#### What you need to do
Render every line of the material below as a Markdown table with the columns No. and Line, numbering each row and skipping any blank lines.
-- begin --
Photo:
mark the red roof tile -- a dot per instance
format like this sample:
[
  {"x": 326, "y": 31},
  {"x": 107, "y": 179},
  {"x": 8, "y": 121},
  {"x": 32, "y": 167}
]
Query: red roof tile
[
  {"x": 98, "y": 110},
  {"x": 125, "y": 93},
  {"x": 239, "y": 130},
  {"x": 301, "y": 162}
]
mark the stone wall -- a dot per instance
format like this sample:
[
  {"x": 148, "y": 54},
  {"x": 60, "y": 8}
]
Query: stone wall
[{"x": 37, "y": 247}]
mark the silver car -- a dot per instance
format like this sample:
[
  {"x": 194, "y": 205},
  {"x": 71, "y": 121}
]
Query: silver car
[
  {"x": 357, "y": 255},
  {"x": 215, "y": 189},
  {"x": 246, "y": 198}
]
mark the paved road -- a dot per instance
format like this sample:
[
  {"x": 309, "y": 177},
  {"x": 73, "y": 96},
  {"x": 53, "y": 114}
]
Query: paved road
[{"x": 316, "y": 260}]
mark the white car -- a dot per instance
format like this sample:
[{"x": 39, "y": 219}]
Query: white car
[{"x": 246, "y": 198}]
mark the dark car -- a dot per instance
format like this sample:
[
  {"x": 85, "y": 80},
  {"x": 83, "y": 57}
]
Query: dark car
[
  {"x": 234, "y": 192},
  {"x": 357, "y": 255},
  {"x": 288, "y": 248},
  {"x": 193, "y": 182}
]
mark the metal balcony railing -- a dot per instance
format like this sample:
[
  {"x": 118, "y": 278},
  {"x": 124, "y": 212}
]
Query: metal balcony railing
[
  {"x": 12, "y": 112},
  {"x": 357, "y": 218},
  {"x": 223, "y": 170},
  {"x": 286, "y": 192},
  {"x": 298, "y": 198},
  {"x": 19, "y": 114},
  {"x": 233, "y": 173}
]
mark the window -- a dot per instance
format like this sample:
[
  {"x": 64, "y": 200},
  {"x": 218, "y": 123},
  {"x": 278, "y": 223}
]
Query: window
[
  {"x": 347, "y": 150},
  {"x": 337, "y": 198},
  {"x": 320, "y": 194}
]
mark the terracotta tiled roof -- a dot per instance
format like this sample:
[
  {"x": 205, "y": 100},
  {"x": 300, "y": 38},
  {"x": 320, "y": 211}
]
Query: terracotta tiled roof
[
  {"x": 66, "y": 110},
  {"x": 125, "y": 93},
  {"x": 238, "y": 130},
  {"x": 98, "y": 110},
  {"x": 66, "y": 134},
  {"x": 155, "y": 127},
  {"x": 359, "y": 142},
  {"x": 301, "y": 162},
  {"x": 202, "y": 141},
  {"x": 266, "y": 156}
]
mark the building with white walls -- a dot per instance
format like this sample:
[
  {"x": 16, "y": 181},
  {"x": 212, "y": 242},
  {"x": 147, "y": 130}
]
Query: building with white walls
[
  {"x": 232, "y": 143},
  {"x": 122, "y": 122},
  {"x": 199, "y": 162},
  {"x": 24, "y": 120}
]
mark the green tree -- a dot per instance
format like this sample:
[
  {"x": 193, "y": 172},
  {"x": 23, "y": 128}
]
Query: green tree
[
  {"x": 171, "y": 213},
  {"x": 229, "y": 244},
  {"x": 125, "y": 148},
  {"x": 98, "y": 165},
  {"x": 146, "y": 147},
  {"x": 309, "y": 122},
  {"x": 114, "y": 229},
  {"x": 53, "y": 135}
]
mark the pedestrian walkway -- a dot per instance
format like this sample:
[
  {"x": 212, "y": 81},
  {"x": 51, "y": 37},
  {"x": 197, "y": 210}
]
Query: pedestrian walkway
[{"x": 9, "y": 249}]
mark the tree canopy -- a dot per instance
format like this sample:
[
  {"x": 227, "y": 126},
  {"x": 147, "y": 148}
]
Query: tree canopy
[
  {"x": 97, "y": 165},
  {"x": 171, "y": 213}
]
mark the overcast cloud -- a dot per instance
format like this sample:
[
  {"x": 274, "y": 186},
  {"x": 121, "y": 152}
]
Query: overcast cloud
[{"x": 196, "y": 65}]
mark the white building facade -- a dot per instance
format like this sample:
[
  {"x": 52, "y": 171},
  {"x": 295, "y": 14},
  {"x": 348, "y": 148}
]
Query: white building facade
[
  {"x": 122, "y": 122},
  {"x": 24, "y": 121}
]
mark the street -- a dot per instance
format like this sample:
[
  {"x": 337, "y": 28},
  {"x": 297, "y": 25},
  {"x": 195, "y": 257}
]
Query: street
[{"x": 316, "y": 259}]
-- end --
#### Result below
| No. | Line |
|---|---|
| 1 | Photo: |
| 2 | mark the red roof tile -- a dot per instance |
| 3 | format like this sample: |
| 4 | [ |
| 5 |   {"x": 326, "y": 31}, |
| 6 |   {"x": 107, "y": 179}, |
| 7 |   {"x": 8, "y": 121}, |
| 8 |   {"x": 32, "y": 167} |
| 9 | ] |
| 10 | Query: red roof tile |
| 11 | [ |
| 12 |   {"x": 98, "y": 110}, |
| 13 |   {"x": 125, "y": 93}, |
| 14 |   {"x": 239, "y": 130}, |
| 15 |   {"x": 301, "y": 162} |
| 16 | ] |
| 17 | mark the stone wall -- a dot per instance |
| 18 | format like this sample: |
| 19 | [ |
| 20 |   {"x": 148, "y": 54}, |
| 21 |   {"x": 60, "y": 8} |
| 22 | ] |
| 23 | Query: stone wall |
| 24 | [{"x": 37, "y": 247}] |
| 25 | mark the silver car -- a dot per instance |
| 26 | format like this sample: |
| 27 | [ |
| 28 |   {"x": 194, "y": 205}, |
| 29 |   {"x": 71, "y": 121} |
| 30 | ] |
| 31 | Query: silver car |
| 32 | [ |
| 33 |   {"x": 357, "y": 255}, |
| 34 |   {"x": 215, "y": 189}, |
| 35 |   {"x": 246, "y": 198} |
| 36 | ] |
| 37 | mark the paved road -- a dot per instance |
| 38 | format like this sample: |
| 39 | [ |
| 40 |   {"x": 309, "y": 177}, |
| 41 |   {"x": 73, "y": 96}, |
| 42 |   {"x": 53, "y": 114} |
| 43 | ] |
| 44 | Query: paved road |
| 45 | [{"x": 316, "y": 260}] |
| 46 | mark the white car -- a dot per instance |
| 47 | format like this sample: |
| 48 | [{"x": 39, "y": 219}] |
| 49 | Query: white car |
| 50 | [{"x": 246, "y": 198}] |
| 51 | mark the dark car -- a dot per instance |
| 52 | format like this sample: |
| 53 | [ |
| 54 |   {"x": 85, "y": 80}, |
| 55 |   {"x": 83, "y": 57} |
| 56 | ] |
| 57 | Query: dark car |
| 58 | [ |
| 59 |   {"x": 234, "y": 192}, |
| 60 |   {"x": 357, "y": 255}, |
| 61 |   {"x": 288, "y": 248}, |
| 62 |   {"x": 193, "y": 182} |
| 63 | ] |
| 64 | mark the metal balcony railing -- a dot per instance |
| 65 | format like this sample: |
| 66 | [ |
| 67 |   {"x": 118, "y": 278}, |
| 68 |   {"x": 124, "y": 212} |
| 69 | ] |
| 70 | Query: metal balcony railing |
| 71 | [ |
| 72 |   {"x": 12, "y": 112}, |
| 73 |   {"x": 357, "y": 218}, |
| 74 |   {"x": 223, "y": 170}, |
| 75 |   {"x": 286, "y": 192}, |
| 76 |   {"x": 298, "y": 198}, |
| 77 |   {"x": 19, "y": 114}, |
| 78 |   {"x": 233, "y": 173} |
| 79 | ] |
| 80 | mark the window -- a dot per instance |
| 81 | format like this sample: |
| 82 | [ |
| 83 |   {"x": 64, "y": 200}, |
| 84 |   {"x": 218, "y": 123}, |
| 85 |   {"x": 278, "y": 223} |
| 86 | ] |
| 87 | Query: window |
| 88 | [ |
| 89 |   {"x": 347, "y": 150}, |
| 90 |   {"x": 337, "y": 198}, |
| 91 |   {"x": 320, "y": 194} |
| 92 | ] |
| 93 | mark the terracotta tiled roof -- a dot per instance |
| 94 | format like this sample: |
| 95 | [ |
| 96 |   {"x": 205, "y": 100}, |
| 97 |   {"x": 300, "y": 38}, |
| 98 |   {"x": 320, "y": 211} |
| 99 | ] |
| 100 | Query: terracotta tiled roof |
| 101 | [ |
| 102 |   {"x": 66, "y": 110}, |
| 103 |   {"x": 125, "y": 93}, |
| 104 |   {"x": 238, "y": 130}, |
| 105 |   {"x": 98, "y": 110}, |
| 106 |   {"x": 66, "y": 134}, |
| 107 |   {"x": 155, "y": 127}, |
| 108 |   {"x": 359, "y": 142}, |
| 109 |   {"x": 301, "y": 162}, |
| 110 |   {"x": 202, "y": 141}, |
| 111 |   {"x": 266, "y": 156} |
| 112 | ] |
| 113 | mark the building with white walls -- a dot per instance |
| 114 | format like this sample: |
| 115 | [ |
| 116 |   {"x": 16, "y": 181}, |
| 117 |   {"x": 212, "y": 242}, |
| 118 |   {"x": 147, "y": 130} |
| 119 | ] |
| 120 | Query: building with white walls |
| 121 | [ |
| 122 |   {"x": 232, "y": 143}, |
| 123 |   {"x": 122, "y": 122}, |
| 124 |   {"x": 199, "y": 162}, |
| 125 |   {"x": 24, "y": 120} |
| 126 | ] |
| 127 | mark the green tree -- a dot per instance |
| 128 | format like this sample: |
| 129 | [ |
| 130 |   {"x": 193, "y": 172}, |
| 131 |   {"x": 23, "y": 128} |
| 132 | ] |
| 133 | Query: green tree |
| 134 | [ |
| 135 |   {"x": 171, "y": 213}, |
| 136 |   {"x": 229, "y": 244}, |
| 137 |   {"x": 125, "y": 148}, |
| 138 |   {"x": 98, "y": 165}, |
| 139 |   {"x": 146, "y": 147}, |
| 140 |   {"x": 309, "y": 122}, |
| 141 |   {"x": 114, "y": 229}, |
| 142 |   {"x": 53, "y": 135} |
| 143 | ] |
| 144 | mark the pedestrian walkway -- a dot per instance |
| 145 | format like this sample: |
| 146 | [ |
| 147 |   {"x": 212, "y": 81}, |
| 148 |   {"x": 51, "y": 37}, |
| 149 |   {"x": 197, "y": 210} |
| 150 | ] |
| 151 | Query: pedestrian walkway |
| 152 | [{"x": 9, "y": 249}] |
| 153 | mark the tree canopy -- a dot per instance |
| 154 | format like this sample: |
| 155 | [ |
| 156 |   {"x": 227, "y": 126}, |
| 157 |   {"x": 147, "y": 148} |
| 158 | ] |
| 159 | Query: tree canopy |
| 160 | [ |
| 161 |   {"x": 97, "y": 165}, |
| 162 |   {"x": 171, "y": 213} |
| 163 | ] |
| 164 | mark the overcast cloud -- a dot per instance |
| 165 | format like this sample: |
| 166 | [ |
| 167 |   {"x": 274, "y": 186}, |
| 168 |   {"x": 121, "y": 152} |
| 169 | ] |
| 170 | Query: overcast cloud |
| 171 | [{"x": 196, "y": 65}] |
| 172 | mark the white building facade -- a dot per instance |
| 173 | format like this sample: |
| 174 | [ |
| 175 |   {"x": 52, "y": 171}, |
| 176 |   {"x": 295, "y": 14}, |
| 177 |   {"x": 348, "y": 148} |
| 178 | ] |
| 179 | Query: white building facade |
| 180 | [ |
| 181 |   {"x": 122, "y": 122}, |
| 182 |   {"x": 24, "y": 121} |
| 183 | ] |
| 184 | mark the street -- a dot per instance |
| 185 | format like this sample: |
| 186 | [ |
| 187 |   {"x": 337, "y": 28}, |
| 188 |   {"x": 297, "y": 25}, |
| 189 |   {"x": 195, "y": 257} |
| 190 | ] |
| 191 | Query: street |
| 192 | [{"x": 316, "y": 259}] |